- [Saved entries]:

----

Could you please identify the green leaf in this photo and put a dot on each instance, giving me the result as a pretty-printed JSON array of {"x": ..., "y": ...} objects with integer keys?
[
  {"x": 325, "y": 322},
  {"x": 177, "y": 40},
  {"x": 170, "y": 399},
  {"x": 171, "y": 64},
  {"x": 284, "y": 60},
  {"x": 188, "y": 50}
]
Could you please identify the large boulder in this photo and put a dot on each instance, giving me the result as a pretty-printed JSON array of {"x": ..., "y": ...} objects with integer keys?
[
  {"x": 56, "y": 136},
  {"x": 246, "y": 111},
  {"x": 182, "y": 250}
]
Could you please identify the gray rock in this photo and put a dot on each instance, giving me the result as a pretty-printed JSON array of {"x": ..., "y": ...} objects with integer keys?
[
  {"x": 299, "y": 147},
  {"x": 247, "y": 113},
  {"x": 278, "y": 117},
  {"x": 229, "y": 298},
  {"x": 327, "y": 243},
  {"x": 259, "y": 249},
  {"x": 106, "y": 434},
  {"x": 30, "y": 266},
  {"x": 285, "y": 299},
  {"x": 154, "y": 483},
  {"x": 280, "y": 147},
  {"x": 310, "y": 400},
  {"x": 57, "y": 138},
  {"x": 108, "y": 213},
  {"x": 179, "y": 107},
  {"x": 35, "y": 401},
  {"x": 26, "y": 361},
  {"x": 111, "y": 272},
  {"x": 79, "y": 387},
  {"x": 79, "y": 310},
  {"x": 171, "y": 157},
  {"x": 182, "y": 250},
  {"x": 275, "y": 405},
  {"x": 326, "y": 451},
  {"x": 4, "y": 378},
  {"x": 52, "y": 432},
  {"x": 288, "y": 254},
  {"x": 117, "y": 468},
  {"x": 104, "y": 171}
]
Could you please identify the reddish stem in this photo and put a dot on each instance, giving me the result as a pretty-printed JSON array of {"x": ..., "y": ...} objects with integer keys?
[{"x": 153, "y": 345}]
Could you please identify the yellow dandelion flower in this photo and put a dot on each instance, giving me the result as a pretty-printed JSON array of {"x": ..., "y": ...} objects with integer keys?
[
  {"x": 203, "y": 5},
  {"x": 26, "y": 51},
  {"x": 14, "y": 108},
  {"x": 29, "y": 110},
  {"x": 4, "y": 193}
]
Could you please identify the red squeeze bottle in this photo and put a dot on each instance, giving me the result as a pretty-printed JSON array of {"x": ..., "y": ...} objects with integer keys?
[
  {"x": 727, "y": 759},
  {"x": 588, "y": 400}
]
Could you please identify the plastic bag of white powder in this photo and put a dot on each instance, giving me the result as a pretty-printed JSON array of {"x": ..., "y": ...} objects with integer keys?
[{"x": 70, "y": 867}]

----

- [Directions for this task]:
Transcribe the records in full, so that each line reads exactly as before.

- [Task response]:
Could you please identify the green leaf in this photo and put a dot on each instance, giving me the result as a pretty-printed JSON array of {"x": ..., "y": ...} objects with integer keys?
[
  {"x": 325, "y": 322},
  {"x": 177, "y": 40},
  {"x": 170, "y": 399},
  {"x": 171, "y": 64},
  {"x": 284, "y": 60},
  {"x": 188, "y": 50}
]
Could you please identify the large boulder in this photo and put a dot on each instance, giving me the result as a pretty-printed JSON array of {"x": ..., "y": ...} objects with integer keys?
[
  {"x": 56, "y": 136},
  {"x": 246, "y": 111},
  {"x": 182, "y": 250}
]
Could you please identify the gray rock in this photo and put a dot on each instance, giving me the result as a pretty-printed JSON array of {"x": ..., "y": ...} objects with integer keys?
[
  {"x": 299, "y": 147},
  {"x": 247, "y": 113},
  {"x": 278, "y": 117},
  {"x": 229, "y": 298},
  {"x": 327, "y": 243},
  {"x": 259, "y": 249},
  {"x": 106, "y": 434},
  {"x": 30, "y": 266},
  {"x": 285, "y": 299},
  {"x": 154, "y": 483},
  {"x": 280, "y": 147},
  {"x": 310, "y": 400},
  {"x": 57, "y": 138},
  {"x": 108, "y": 213},
  {"x": 179, "y": 107},
  {"x": 35, "y": 401},
  {"x": 26, "y": 361},
  {"x": 111, "y": 272},
  {"x": 79, "y": 387},
  {"x": 79, "y": 310},
  {"x": 171, "y": 157},
  {"x": 182, "y": 250},
  {"x": 275, "y": 405},
  {"x": 326, "y": 451},
  {"x": 4, "y": 378},
  {"x": 52, "y": 432},
  {"x": 288, "y": 254},
  {"x": 117, "y": 468},
  {"x": 104, "y": 171}
]
Could you please identify the reddish stem in this photo and put a dot on each instance, giving me the result as a pretty-printed JSON array of {"x": ..., "y": ...} objects with integer keys?
[{"x": 153, "y": 345}]
Could you please identify the yellow dandelion flower in this photo and put a dot on each instance, giving me the result as a pretty-printed JSON array of {"x": ..., "y": ...} objects with integer keys?
[
  {"x": 203, "y": 5},
  {"x": 26, "y": 51},
  {"x": 14, "y": 108},
  {"x": 29, "y": 110},
  {"x": 4, "y": 193}
]
Could you please identify the red squeeze bottle in this photo and put a dot on each instance, giving me the result as a pretty-printed JSON array of {"x": ..., "y": ...} objects with integer keys?
[
  {"x": 727, "y": 759},
  {"x": 588, "y": 400}
]
Could you please identify the plastic bag of white powder in this photo and put a dot on each instance, giving me the result as a pretty-printed JSON array of {"x": ..., "y": ...} objects with integer keys?
[{"x": 70, "y": 867}]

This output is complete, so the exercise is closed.